__GIVEN TEXT__
Back home (I'm only listing the compulsory subjects):

First year, first semester: Introductory Course in Chinese Language, Practical Chinese (grammar, reading, speaking, listening, character study and etymology), Introduction to General Linguistics, Introduction to General Literary Theory

First year, second semester: Practical Chinese, Chinese Cultural Studies (read 国情), Introduction to Chinese Linguistics, Introduction to Chinese Literary Theory, Introduction to the Chinese Writing System, Ancient Chinese History, Introduction to Ancient Chinese Philosophy

Second year, first semester: Practical Chinese, Chinese Phonetics and Phonology, Ancient Chinese Literature, Medieval History of China, Chinese Lexicology and Lexicography, Chinese State and Political Organization

Second year, second semester: Practical Chinese, Medieval Chinese Literature (part 1), Chinese Grammar (part 1), Chinese Phraseology, Grammar of Chinese Publicist Texts

Third year, first semester: Practical Chinese(at this point 阅读 is replaced by 报刊), Medieval Chinese Literature (part 2), Chinese Grammar (part 2), Chinese Morphology, Classical Chinese (part 1), Contemporary Chinese History, Grammar of Medieval Chinese Texts

Third year, second semester: Practical Chinese, Contemporary Chinese Literature, Classical Chinese (part 2), Chinese Dialectology, Study of "Xiehouyu"

__Listing of labeled shapes__
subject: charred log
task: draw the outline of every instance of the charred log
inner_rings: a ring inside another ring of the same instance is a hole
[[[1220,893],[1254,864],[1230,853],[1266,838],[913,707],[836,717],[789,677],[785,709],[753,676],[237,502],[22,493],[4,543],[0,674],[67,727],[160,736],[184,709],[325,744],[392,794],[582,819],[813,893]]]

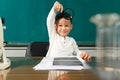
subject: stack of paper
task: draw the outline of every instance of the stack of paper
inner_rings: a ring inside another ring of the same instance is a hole
[[[44,57],[33,67],[35,70],[81,70],[89,69],[84,60],[78,57]]]

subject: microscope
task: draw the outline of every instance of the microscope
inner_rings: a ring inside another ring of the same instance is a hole
[[[3,27],[4,20],[0,17],[0,70],[10,67],[11,61],[6,57],[5,48],[4,48],[4,33]]]

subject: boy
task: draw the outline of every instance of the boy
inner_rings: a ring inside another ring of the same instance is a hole
[[[60,13],[57,14],[57,12]],[[85,61],[90,60],[90,56],[86,52],[81,52],[75,40],[68,36],[72,29],[72,17],[67,12],[63,12],[63,6],[57,1],[47,17],[47,28],[50,46],[46,56],[77,55]]]

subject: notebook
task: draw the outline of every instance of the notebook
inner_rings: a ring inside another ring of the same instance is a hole
[[[54,57],[53,66],[82,66],[77,57]]]

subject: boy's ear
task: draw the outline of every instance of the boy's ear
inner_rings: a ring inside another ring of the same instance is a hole
[[[55,29],[57,29],[57,25],[55,24],[54,26],[55,26]]]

__GIVEN INSTRUCTION 1__
Give every subject in the course list whose name begins with "Introduction to".
__GIVEN INSTRUCTION 2__
Using the course list, answer these:
(a) In the first semester of the first year, what does Practical Chinese include?
(b) In the first semester of the third year, what replaces 阅读 in Practical Chinese?
(c) In which year and semester does Chinese Dialectology appear?
Rely solely on the course list text.

__WRITTEN ANSWER 1__
Introduction to General Linguistics
Introduction to General Literary Theory
Introduction to Chinese Linguistics
Introduction to Chinese Literary Theory
Introduction to the Chinese Writing System
Introduction to Ancient Chinese Philosophy

__WRITTEN ANSWER 2__
(a) Grammar, reading, speaking, listening, character study and etymology.
(b) 报刊.
(c) The second semester of the third year.